An inadequate lockdown package 

#GS2 #Governance  

The government must ensure that the spectre of SARS-CoV-2 is not replaced by the spectre of hunger. 

  • The Central government has asked States to seal borders to prevent lakhs of workers, who have been rendered jobless overnight with no guarantee of wages and shelter, from reaching their villages.   
  • The Home Ministry has also invoked Sections 51 to 60 of the Disaster Management Act, 2005, to imprison those who violate government instructions.   
  • However, it is not using the same law to transfer essential funds to the States in the front line of dealing with the COVID-19 crisis.   
  • The sealing orders come after the Finance Minister’s announcement of a “package of ₹1.7 lakh crore for the poor”. If the workers really believed that the package was helpful, they would not have started their long march home.  

Two welcome initiatives 

  • With the sharp rise in the prices of essential commodities, this measure will also bring down the prices of foodgrains.   
  • The government should follow this up with the inclusion of other essential commodities at subsidised rates through the PDS.   
  • The challenge will be to ensure that the free foodgrains reach the beneficiaries. For this all the conditionalities should be waived.   
  • Thousands of migrant workers stranded in the cities should also have access to free foodgrains.   
  • Two, all beneficiaries of the PM Ujjwala Yojana will be given free LPG cylinders over a three-month period.   
  • Apart from monetary relief, this will especially help women who will find it difficult to step out of their homes to collect fuel.   
  • So far, for the last few years, the government has not given any benefits to the people in spite of the sharp reduction in global crude prices, the levying of higher duties on petroleum products, and the consequent windfall in government revenues. A free gas cylinder would be a tiny portion of this revenue.  

Problems in the package 

  • The rest of the “package” can be described in many ways, the most polite of which would be to call it disappointingly inadequate. For crores of daily workers the reality is that if they stay home, their families can’t eat.

Data under study:

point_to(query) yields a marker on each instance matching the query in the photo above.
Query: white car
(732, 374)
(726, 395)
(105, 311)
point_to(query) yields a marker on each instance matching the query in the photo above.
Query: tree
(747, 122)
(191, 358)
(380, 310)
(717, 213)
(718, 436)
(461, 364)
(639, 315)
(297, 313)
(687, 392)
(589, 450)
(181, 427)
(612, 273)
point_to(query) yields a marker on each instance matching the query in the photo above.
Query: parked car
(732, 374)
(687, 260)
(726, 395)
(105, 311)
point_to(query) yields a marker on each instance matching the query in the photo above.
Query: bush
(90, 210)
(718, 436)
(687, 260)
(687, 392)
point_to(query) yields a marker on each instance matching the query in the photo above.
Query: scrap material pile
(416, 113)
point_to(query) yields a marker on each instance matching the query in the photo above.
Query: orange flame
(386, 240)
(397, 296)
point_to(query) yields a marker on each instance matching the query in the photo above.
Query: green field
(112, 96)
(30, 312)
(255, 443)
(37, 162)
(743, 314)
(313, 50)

...

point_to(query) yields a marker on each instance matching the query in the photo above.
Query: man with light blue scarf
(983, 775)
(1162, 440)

Work instruction 1: Print the passage of the article on the lockdown package from "The government must" up to and including "the COVID-19 crisis.".
Work instruction 2: According to the article on the lockdown package, which sections of the Disaster Management Act, 2005 did the Home Ministry invoke?
Work instruction 3: List every heading in the article on the lockdown package.

Worked solution 1:
The government must ensure that the spectre of SARS-CoV-2 is not replaced by the spectre of hunger. 

  • The Central government has asked States to seal borders to prevent lakhs of workers, who have been rendered jobless overnight with no guarantee of wages and shelter, from reaching their villages.   
  • The Home Ministry has also invoked Sections 51 to 60 of the Disaster Management Act, 2005, to imprison those who violate government instructions.   
  • However, it is not using the same law to transfer essential funds to the States in the front line of dealing with the COVID-19 crisis.

Worked solution 2: Sections 51 to 60.

Worked solution 3:
An inadequate lockdown package
Two welcome initiatives
Problems in the package